Could you please write out the data shown below, exactly and in full?
Provided data: Begin
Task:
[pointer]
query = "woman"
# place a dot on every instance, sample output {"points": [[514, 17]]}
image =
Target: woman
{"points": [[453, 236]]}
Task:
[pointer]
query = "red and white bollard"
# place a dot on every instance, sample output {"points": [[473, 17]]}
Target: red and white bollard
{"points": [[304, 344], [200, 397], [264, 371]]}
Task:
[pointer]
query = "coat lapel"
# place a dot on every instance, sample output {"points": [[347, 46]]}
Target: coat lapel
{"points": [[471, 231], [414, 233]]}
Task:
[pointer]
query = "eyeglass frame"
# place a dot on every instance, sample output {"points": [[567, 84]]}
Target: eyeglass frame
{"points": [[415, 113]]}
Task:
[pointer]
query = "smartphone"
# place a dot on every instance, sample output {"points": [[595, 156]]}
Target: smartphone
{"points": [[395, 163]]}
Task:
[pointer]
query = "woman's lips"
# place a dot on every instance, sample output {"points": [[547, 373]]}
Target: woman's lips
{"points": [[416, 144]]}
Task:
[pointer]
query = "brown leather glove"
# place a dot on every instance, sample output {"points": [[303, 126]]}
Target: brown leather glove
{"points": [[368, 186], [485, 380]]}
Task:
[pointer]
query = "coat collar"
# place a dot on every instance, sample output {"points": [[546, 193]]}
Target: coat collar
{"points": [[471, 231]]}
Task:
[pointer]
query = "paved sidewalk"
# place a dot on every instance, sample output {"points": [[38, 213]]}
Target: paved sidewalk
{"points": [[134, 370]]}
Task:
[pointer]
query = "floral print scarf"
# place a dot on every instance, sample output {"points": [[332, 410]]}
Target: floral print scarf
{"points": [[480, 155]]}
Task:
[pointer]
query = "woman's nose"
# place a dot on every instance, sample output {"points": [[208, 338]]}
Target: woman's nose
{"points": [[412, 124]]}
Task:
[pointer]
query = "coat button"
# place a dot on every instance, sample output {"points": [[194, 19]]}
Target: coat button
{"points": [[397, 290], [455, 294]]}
Provided data: End
> Answer space:
Task:
[pointer]
query = "woman"
# place a dot on every instance, sample output {"points": [[514, 17]]}
image =
Target: woman
{"points": [[453, 236]]}
Task:
[pointer]
query = "red and white bollard"
# place a dot on every instance, sample output {"points": [[473, 17]]}
Target: red and white bollard
{"points": [[304, 344], [200, 397], [264, 371]]}
Task:
[pointer]
query = "coat lapel"
# place a dot on every instance, sample output {"points": [[347, 46]]}
Target: coat lapel
{"points": [[471, 231], [414, 233]]}
Task:
[pointer]
query = "eyeglass frame"
# place a dot on every instance, sample output {"points": [[567, 84]]}
Target: eyeglass frame
{"points": [[415, 113]]}
Task:
[pointer]
query = "smartphone"
# place a dot on every instance, sample output {"points": [[595, 156]]}
Target: smartphone
{"points": [[395, 163]]}
Task:
[pointer]
query = "woman's lips"
# place a dot on every instance, sample output {"points": [[547, 373]]}
Target: woman's lips
{"points": [[416, 144]]}
Task:
[pointer]
query = "brown leather glove"
# place a dot on every instance, sample output {"points": [[303, 126]]}
Target: brown leather glove
{"points": [[368, 186], [485, 380]]}
Task:
[pointer]
query = "coat collar"
# place a dot on every instance, sample output {"points": [[546, 193]]}
Target: coat collar
{"points": [[471, 231]]}
Task:
[pointer]
query = "paved sidewalk"
# place a dot on every instance, sample output {"points": [[38, 213]]}
Target: paved sidewalk
{"points": [[134, 370]]}
Task:
[pointer]
query = "floral print scarf"
# place a dot on every instance, sample output {"points": [[332, 410]]}
Target: floral print scarf
{"points": [[480, 155]]}
Task:
[pointer]
query = "woman's nose"
# place a dot on every instance, sample output {"points": [[208, 338]]}
Target: woman's nose
{"points": [[412, 124]]}
Task:
[pointer]
query = "coat button"
# place a dot on every instance, sample output {"points": [[194, 19]]}
Target: coat button
{"points": [[397, 290], [455, 294]]}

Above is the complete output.